Rescale the items from the line containing "Where can you see the arched" down to the line containing "<point>450,52</point>", both included, and reproduce only those lines in full. Multiply every recorded point coordinate by 1.2 and round it to a whole number, with halves rounded up, but leave the wording of each item and its sample point unchanged.

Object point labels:
* * * * * * * * *
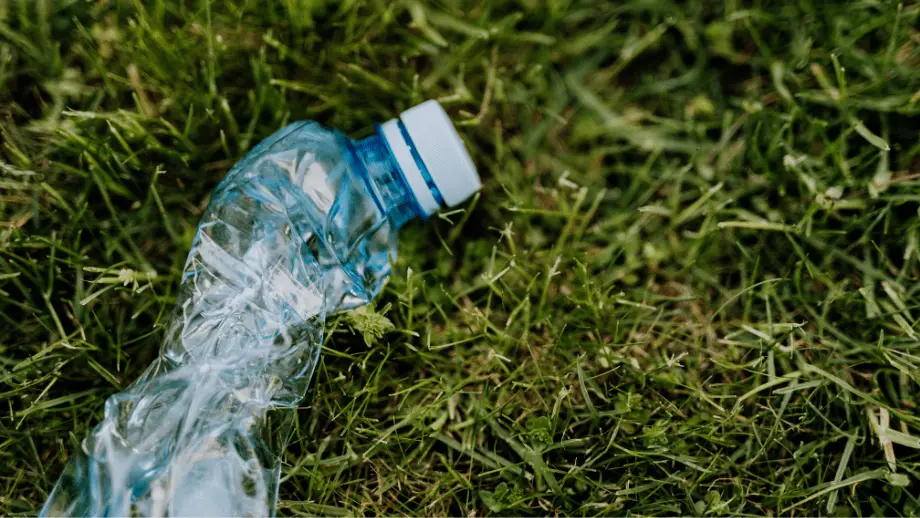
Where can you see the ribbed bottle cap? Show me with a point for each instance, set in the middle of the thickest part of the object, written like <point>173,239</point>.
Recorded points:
<point>443,153</point>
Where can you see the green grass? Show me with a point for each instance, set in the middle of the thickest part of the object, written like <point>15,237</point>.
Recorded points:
<point>689,285</point>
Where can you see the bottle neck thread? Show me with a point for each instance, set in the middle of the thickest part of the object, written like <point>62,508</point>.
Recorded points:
<point>385,180</point>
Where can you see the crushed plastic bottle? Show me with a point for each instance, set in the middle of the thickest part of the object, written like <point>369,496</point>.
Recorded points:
<point>304,226</point>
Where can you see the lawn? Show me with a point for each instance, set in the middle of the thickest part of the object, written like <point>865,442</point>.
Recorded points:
<point>688,285</point>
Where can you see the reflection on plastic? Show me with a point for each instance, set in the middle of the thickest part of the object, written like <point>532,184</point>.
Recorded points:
<point>305,225</point>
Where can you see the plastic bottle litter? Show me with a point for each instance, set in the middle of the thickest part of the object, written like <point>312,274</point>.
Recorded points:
<point>304,226</point>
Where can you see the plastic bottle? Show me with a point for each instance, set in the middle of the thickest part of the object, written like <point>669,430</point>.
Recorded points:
<point>304,226</point>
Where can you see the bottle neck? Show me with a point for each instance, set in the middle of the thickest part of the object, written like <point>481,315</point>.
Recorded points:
<point>385,180</point>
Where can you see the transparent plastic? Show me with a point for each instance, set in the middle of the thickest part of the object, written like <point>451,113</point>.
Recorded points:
<point>304,226</point>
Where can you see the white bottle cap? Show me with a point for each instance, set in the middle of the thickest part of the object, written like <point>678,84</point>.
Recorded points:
<point>433,137</point>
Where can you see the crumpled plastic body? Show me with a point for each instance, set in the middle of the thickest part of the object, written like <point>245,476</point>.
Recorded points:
<point>305,225</point>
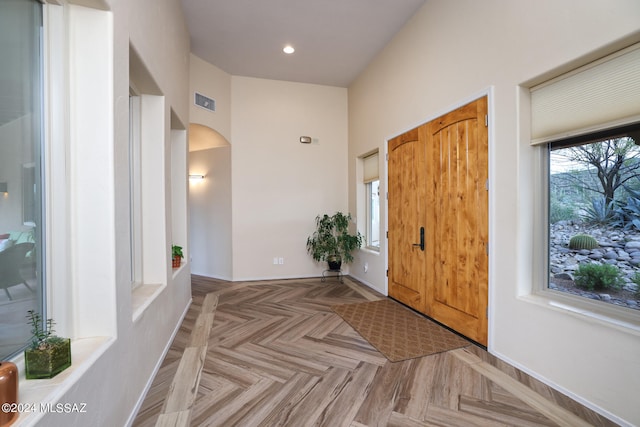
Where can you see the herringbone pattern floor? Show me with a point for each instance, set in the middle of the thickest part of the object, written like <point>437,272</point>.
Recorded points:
<point>276,355</point>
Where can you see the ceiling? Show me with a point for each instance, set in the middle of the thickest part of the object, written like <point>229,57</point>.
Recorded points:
<point>334,39</point>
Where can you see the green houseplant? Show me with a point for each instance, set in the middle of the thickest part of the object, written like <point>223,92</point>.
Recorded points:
<point>48,354</point>
<point>176,256</point>
<point>332,242</point>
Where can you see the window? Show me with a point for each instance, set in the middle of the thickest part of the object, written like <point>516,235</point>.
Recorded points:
<point>21,182</point>
<point>594,216</point>
<point>372,187</point>
<point>589,119</point>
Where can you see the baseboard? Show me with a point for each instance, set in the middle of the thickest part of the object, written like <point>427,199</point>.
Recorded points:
<point>140,401</point>
<point>564,391</point>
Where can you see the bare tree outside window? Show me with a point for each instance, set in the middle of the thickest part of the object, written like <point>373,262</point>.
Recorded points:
<point>594,219</point>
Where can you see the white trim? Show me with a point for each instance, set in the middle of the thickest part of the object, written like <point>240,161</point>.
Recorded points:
<point>143,395</point>
<point>563,390</point>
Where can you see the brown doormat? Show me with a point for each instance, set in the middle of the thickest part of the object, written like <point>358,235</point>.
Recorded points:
<point>396,331</point>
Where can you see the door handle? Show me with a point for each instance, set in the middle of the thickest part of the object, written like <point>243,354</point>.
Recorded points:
<point>421,244</point>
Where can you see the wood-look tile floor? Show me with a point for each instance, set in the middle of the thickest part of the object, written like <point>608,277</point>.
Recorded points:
<point>272,353</point>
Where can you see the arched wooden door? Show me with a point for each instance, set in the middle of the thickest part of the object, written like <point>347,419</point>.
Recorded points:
<point>406,205</point>
<point>450,280</point>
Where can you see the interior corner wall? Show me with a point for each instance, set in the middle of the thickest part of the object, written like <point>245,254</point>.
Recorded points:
<point>210,213</point>
<point>209,80</point>
<point>280,185</point>
<point>158,31</point>
<point>450,52</point>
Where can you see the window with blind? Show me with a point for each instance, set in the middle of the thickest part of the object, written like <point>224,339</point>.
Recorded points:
<point>589,122</point>
<point>372,188</point>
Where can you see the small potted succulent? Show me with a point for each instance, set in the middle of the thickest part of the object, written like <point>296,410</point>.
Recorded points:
<point>48,354</point>
<point>176,256</point>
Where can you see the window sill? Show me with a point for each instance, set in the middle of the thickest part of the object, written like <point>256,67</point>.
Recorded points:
<point>176,271</point>
<point>142,297</point>
<point>623,319</point>
<point>40,396</point>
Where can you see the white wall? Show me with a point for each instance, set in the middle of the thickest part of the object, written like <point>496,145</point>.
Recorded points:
<point>278,184</point>
<point>210,213</point>
<point>209,80</point>
<point>449,53</point>
<point>99,292</point>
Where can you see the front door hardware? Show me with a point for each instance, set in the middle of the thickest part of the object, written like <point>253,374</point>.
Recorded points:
<point>421,244</point>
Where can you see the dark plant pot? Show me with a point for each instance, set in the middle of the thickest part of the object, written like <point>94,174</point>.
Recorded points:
<point>48,362</point>
<point>334,263</point>
<point>8,392</point>
<point>175,261</point>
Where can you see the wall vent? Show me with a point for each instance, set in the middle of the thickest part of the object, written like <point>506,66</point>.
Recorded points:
<point>205,102</point>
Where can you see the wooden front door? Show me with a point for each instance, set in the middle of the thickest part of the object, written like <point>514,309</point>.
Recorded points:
<point>450,277</point>
<point>406,204</point>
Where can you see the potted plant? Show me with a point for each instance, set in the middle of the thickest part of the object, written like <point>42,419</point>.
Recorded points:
<point>48,354</point>
<point>332,241</point>
<point>176,256</point>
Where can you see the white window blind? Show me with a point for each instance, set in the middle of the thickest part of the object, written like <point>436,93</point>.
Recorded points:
<point>370,168</point>
<point>597,96</point>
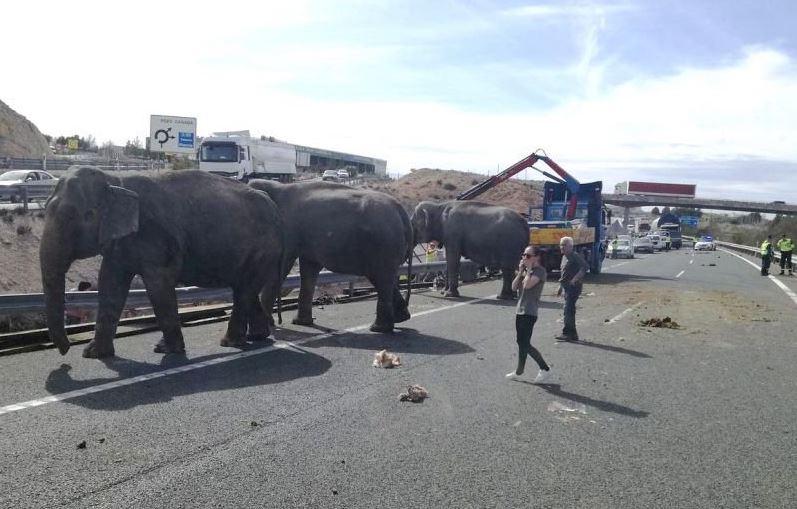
* * * * * * * * *
CORRECT RESULT
Where can you see the arched wooden door? Show me with a point for each instance, set in the middle of the thickest part of the object, written like <point>347,419</point>.
Recorded points:
<point>487,246</point>
<point>540,336</point>
Where can you see the interior corner wall? Show me with a point for each instance, set in the middle of the thickest part of the object, written like <point>245,254</point>.
Recorded points:
<point>252,256</point>
<point>251,96</point>
<point>336,222</point>
<point>190,37</point>
<point>540,62</point>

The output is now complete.